[DOCUMENT PASSAGE]
It was the early two stroke version we had and although I used it, proudly, from the age of 13-14yrs (Keeping the long grass in check was one of my ‘chores’).  I grew to love the idiosyncrasies of the machine and became rather good at using it and as a youngster was proud of my mastery of it!!  I've always loved mechanisms and machinery....weird isn't it!
 
Luckily I was a strong lad and you could get into situations where you needed to be. However it was a truly marvellous machine which was VERY effective at doing its job and was an absolutely key machine in keeping the place tidy.
 
On that model there was one VERY important trick you had to learn in order to, reliably, disengage the drive to the wheels otherwise the thing would propel itself onwards and goodness me, due to the low gearing, it did have a huge amount of torque at the driven wheels and took some stopping!!    The oddity was that in normal motion you could not disengage the drive by pulling in the clutch lever!!  The lever appeared to be locked and would resist all attempts to force it. To disengage the drive I discovered that the trick was to synchronise the pulling in of the clutch lever with a sudden downward movement of the handle bars (around 6” or so)!! This action enabled you to move the clutch lever!
 
Because of this characteristic you had to time this ‘procedure' carefully as you approached anything solid; especially if it was made of something soft like wood! If you mis-timed the clutch release and ran into the object, the sharp tines, on the cutting bar, would dig into the wood and then you were stuck!

[RECORDED INFORMATION]
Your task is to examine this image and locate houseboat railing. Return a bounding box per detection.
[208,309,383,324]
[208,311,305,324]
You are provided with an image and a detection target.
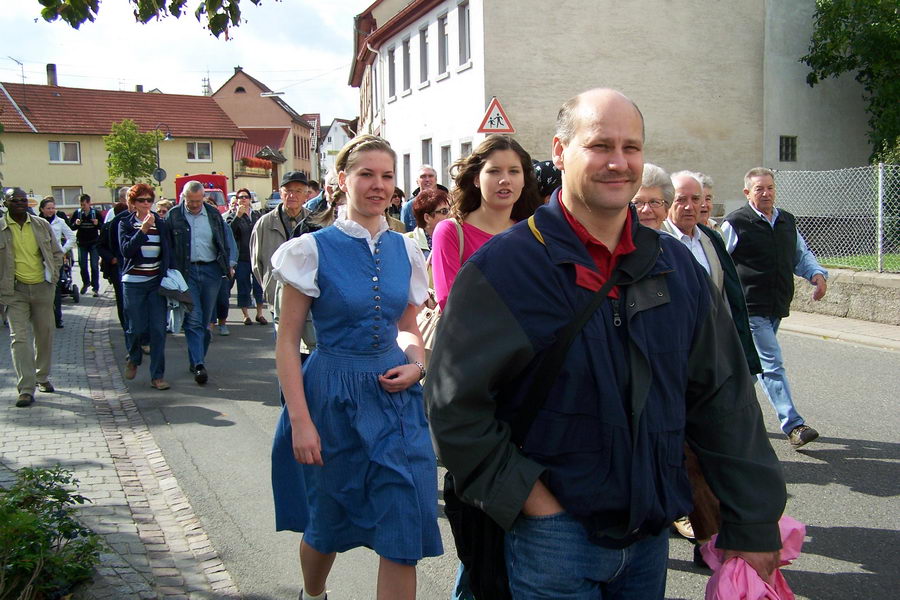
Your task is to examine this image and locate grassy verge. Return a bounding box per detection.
[819,253,900,273]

[SET OF TASKS]
a - In the passage about the two-stroke machine, how did the writer disengage the drive to the wheels?
b - Go on with the passage about the two-stroke machine, picking up after its final sentence.
The data here is separate material from the passage about the two-stroke machine.

[ANSWERS FOR THE TASKS]
a - By pulling in the clutch lever at the same moment as a sudden downward movement of the handlebars, around 6 inches.

b -
The reason was that in order to disengage the clutch, using the trick I mentioned (moving the handlebars down), the cutting bar obviously needed to move up and, of course, if the tines were buried in the wood you couldn’t!   You were stuck with the machine trying its hardest to penetrate the wood even more with the wheels spinning on the grass sap!!!   The only solution was to lift the handlebars to minimise contact with the ground (or floor as they say these days...Grrr!!) and drag it back bodily, against the propulsion of the wheels! (I said you had to be strong!! :) It actually relied on the low friction of grass sap for its operation!
 
I’m 65yrs old now but I know that I could immediately drive an Allen, even now, as the characteristics of machines are programmed into the brain forever. Oh yes, the two stroke engine could be a bit of a pig to start as well as the British engineers of the day, shamefully, never mastered the design and/or production of good ignition systems and the best you could hope for was a spindly thin yellow spark on a closed down plug gap!! :) Thankfully this is easily cured these days by solid state ignition add-ons.

I hope this helps!!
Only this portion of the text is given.